Problem
Report only the number of lines below that contain the string "concrete", counting case as significant.

[Stored data entries]
-----

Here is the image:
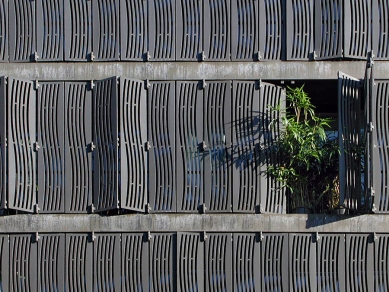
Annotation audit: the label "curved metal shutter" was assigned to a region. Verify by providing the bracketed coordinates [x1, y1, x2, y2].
[231, 0, 259, 61]
[64, 0, 96, 61]
[93, 77, 119, 211]
[120, 0, 149, 61]
[7, 78, 37, 212]
[286, 0, 312, 60]
[119, 78, 148, 212]
[315, 0, 343, 60]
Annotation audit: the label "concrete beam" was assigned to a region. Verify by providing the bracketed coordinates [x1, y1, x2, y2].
[0, 214, 389, 233]
[0, 61, 389, 81]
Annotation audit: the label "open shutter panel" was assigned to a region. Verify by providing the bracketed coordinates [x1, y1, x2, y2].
[37, 82, 65, 213]
[64, 82, 92, 213]
[0, 77, 8, 209]
[344, 0, 370, 60]
[36, 0, 66, 61]
[203, 81, 232, 212]
[338, 72, 365, 210]
[314, 0, 347, 60]
[286, 0, 317, 60]
[119, 78, 149, 212]
[147, 81, 176, 212]
[120, 0, 148, 61]
[7, 78, 38, 212]
[9, 0, 36, 62]
[92, 0, 120, 61]
[148, 0, 175, 61]
[176, 81, 205, 212]
[92, 77, 119, 212]
[64, 0, 93, 61]
[229, 81, 261, 213]
[176, 0, 204, 61]
[257, 82, 287, 214]
[177, 232, 205, 292]
[231, 0, 259, 61]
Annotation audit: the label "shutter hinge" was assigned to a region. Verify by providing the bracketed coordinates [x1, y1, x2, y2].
[367, 51, 375, 68]
[312, 232, 320, 243]
[145, 79, 151, 89]
[367, 122, 374, 133]
[145, 203, 151, 214]
[33, 142, 41, 152]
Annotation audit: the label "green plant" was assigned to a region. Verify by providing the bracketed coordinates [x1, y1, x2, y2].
[267, 86, 339, 211]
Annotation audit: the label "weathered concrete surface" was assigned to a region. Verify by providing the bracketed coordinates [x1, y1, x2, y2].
[0, 61, 389, 81]
[0, 214, 389, 233]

-----

Reply
2